--- MATERIAL FOR THIS TASK Enclosed Below ---

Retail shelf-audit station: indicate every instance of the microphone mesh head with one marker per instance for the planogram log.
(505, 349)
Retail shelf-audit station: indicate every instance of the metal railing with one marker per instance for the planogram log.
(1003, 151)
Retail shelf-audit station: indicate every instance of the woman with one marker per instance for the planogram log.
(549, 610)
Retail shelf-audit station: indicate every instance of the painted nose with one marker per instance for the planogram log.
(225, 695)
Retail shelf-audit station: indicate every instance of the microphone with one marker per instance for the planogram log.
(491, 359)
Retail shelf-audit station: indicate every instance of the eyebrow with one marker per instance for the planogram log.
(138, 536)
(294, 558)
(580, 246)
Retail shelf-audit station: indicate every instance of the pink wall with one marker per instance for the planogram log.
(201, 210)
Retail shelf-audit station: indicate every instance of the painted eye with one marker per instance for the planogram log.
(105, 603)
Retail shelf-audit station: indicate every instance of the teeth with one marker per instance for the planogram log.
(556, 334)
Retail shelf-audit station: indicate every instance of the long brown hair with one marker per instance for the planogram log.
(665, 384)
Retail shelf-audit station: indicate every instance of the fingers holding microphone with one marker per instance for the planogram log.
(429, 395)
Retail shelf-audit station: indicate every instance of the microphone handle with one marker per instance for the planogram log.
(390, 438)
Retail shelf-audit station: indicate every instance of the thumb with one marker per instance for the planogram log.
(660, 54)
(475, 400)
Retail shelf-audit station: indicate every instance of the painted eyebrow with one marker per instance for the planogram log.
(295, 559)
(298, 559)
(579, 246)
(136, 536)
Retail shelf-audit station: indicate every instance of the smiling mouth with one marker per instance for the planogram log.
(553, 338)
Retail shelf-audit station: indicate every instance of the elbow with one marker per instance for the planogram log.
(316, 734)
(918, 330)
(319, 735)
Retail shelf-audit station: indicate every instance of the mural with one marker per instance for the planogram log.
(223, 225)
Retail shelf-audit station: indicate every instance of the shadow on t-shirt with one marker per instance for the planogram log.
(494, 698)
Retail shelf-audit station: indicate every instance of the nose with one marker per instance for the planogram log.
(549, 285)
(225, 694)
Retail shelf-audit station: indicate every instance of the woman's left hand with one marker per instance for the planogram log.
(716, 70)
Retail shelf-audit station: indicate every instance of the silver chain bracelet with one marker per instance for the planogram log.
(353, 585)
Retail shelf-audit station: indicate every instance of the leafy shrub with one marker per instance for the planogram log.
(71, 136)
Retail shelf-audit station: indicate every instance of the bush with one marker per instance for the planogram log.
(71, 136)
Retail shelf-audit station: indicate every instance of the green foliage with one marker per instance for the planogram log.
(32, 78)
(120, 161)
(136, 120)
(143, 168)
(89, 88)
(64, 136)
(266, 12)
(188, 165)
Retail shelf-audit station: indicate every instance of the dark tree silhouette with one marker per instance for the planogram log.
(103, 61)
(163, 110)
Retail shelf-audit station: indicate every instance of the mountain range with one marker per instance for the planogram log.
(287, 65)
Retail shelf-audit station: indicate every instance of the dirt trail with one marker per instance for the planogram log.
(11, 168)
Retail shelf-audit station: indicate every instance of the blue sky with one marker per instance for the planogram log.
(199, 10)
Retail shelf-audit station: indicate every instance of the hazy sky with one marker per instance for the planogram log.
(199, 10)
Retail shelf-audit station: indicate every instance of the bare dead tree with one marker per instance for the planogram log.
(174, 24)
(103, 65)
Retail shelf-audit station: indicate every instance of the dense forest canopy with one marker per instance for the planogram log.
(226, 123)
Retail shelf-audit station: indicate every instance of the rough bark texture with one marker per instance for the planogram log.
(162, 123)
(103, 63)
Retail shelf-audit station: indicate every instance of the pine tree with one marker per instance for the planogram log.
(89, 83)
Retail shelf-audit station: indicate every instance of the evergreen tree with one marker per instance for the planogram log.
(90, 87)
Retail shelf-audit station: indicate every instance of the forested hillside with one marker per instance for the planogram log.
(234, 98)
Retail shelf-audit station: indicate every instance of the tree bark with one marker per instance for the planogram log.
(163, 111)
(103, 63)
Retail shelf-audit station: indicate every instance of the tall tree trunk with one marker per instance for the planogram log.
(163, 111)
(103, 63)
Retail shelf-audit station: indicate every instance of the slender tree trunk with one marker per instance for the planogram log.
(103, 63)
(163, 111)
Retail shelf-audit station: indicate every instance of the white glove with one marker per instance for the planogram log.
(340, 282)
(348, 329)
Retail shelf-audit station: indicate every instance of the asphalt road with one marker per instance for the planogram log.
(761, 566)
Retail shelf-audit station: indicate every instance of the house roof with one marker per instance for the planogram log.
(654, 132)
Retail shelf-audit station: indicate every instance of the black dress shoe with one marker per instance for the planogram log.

--- End of Enclosed MATERIAL FOR THIS TASK ---

▸ WORK ORDER
Could you print the material above once more, exactly as it stands?

▸ EXPECTED ANSWER
Retail shelf-audit station: indicate every instance of the microphone mesh head with one marker per instance for the planogram log.
(505, 349)
Retail shelf-audit station: indicate every instance of the metal railing with one marker per instance for the planogram log.
(1003, 151)
Retail shelf-audit station: indicate every instance of the woman with one marker per instance for the planogram log.
(549, 610)
Retail shelf-audit station: indicate every instance of the painted nose with one marker per instance for the planogram log.
(225, 695)
Retail shelf-audit station: indicate every instance of the microphone with one marker per instance for the planogram log.
(491, 359)
Retail shelf-audit station: indicate every instance of the eyebrow with one marker per instance for the planogram log.
(138, 536)
(294, 558)
(580, 246)
Retail shelf-audit station: indicate every instance of the pink wall with one marker per instance for the planogram log.
(201, 210)
Retail shelf-audit station: indicate every instance of the painted eye with one marker per instance for the planogram log.
(105, 603)
Retail shelf-audit station: indicate every instance of the teeth with one marker per instance for the planogram log.
(556, 334)
Retail shelf-audit station: indicate every instance of the long brown hair with one marker per instance for the planogram log.
(665, 384)
Retail shelf-audit station: indicate every instance of the fingers holding microphone with one marker per instance for the planogram log.
(429, 395)
Retail shelf-audit station: indicate every instance of the microphone handle with one marker per instance for the planogram log.
(390, 438)
Retail shelf-audit station: indicate every instance of the thumb with one marker per instance for the planogram log.
(660, 54)
(475, 400)
Retail shelf-audit station: indicate every instance of the painted eyebrow with one marker per instance for the planogram log.
(295, 559)
(298, 559)
(579, 246)
(136, 536)
Retail shelf-audit station: indicate every instance of the smiling mouth with one marker per instance for the planogram log.
(553, 338)
Retail shelf-audit station: indicate every instance of the elbow with one marker per instance for the planogram log.
(316, 734)
(918, 330)
(319, 735)
Retail shelf-audit station: indicate every instance of the mural with one marker per instance for the planogram log.
(223, 225)
Retail shelf-audit station: indicate every instance of the shadow on t-shirt with one marker per instance for the planogram log.
(494, 698)
Retail shelf-audit station: indicate every instance of the nose with one marker per instance for the planogram log.
(549, 285)
(225, 694)
Retail shelf-audit station: indicate every instance of the woman's left hand with one marker per instance for the planogram log.
(716, 70)
Retail shelf-audit station: indicate every instance of the silver chain bracelet with one marker per instance for the planogram log.
(353, 585)
Retail shelf-audit station: indicate every instance of the leafy shrub with one marker per instance for the planogram log.
(71, 136)
Retail shelf-audit station: indicate every instance of the bush with one marker per instance for the planogram log.
(71, 136)
Retail shelf-audit station: indicate every instance of the green foliage with one marker per instance for the planogram log.
(32, 78)
(120, 161)
(136, 120)
(143, 168)
(89, 88)
(64, 136)
(266, 12)
(188, 165)
Retail shelf-audit station: indicate every instance of the dark tree silhouette with one marker per instance for the planogram log.
(103, 61)
(163, 110)
Retail shelf-audit station: indicate every instance of the mountain range with one marker per instance for the planogram log.
(287, 65)
Retail shelf-audit station: indicate every instance of the dirt trail with one marker per instance for the planogram log.
(11, 168)
Retail shelf-audit station: indicate every instance of the blue sky with one marker per instance for the planogram log.
(199, 10)
Retail shelf-audit station: indicate every instance of the hazy sky with one marker per instance for the planogram log.
(199, 10)
Retail shelf-audit station: indicate every instance of the bare dead tree with one marker per instance for the planogram log.
(174, 24)
(103, 65)
Retail shelf-audit station: indicate every instance of the dense forest canopy with one marker per instance for the planogram log.
(226, 123)
Retail shelf-audit station: indicate every instance of the rough bark texture with one marker per instance for the planogram log.
(162, 123)
(103, 63)
Retail shelf-audit station: indicate every instance of the pine tree with one marker per instance for the planogram log.
(89, 83)
Retail shelf-audit station: indicate every instance of the evergreen tree with one marker per instance for the planogram log.
(90, 87)
Retail shelf-audit station: indicate every instance of the forested hillside with one marker per instance for the planogram log.
(234, 98)
Retail shelf-audit station: indicate every instance of the tree bark with one marker per instance for the planogram log.
(163, 111)
(103, 63)
Retail shelf-audit station: indicate every instance of the tall tree trunk with one marker per instance for the planogram log.
(163, 111)
(103, 63)
Retail shelf-audit station: indicate every instance of the slender tree trunk with one marker per instance for the planogram log.
(103, 63)
(163, 111)
Retail shelf-audit station: indicate every instance of the white glove with one marker per instance for the planogram log.
(340, 282)
(348, 329)
Retail shelf-audit station: indicate every instance of the asphalt road with one marker per instance for the planogram log.
(761, 566)
Retail shelf-audit station: indicate every instance of the house roof with one marker per instance for the planogram log.
(654, 132)
Retail shelf-audit station: indicate every instance of the black dress shoe with one marker per instance for the planogram log.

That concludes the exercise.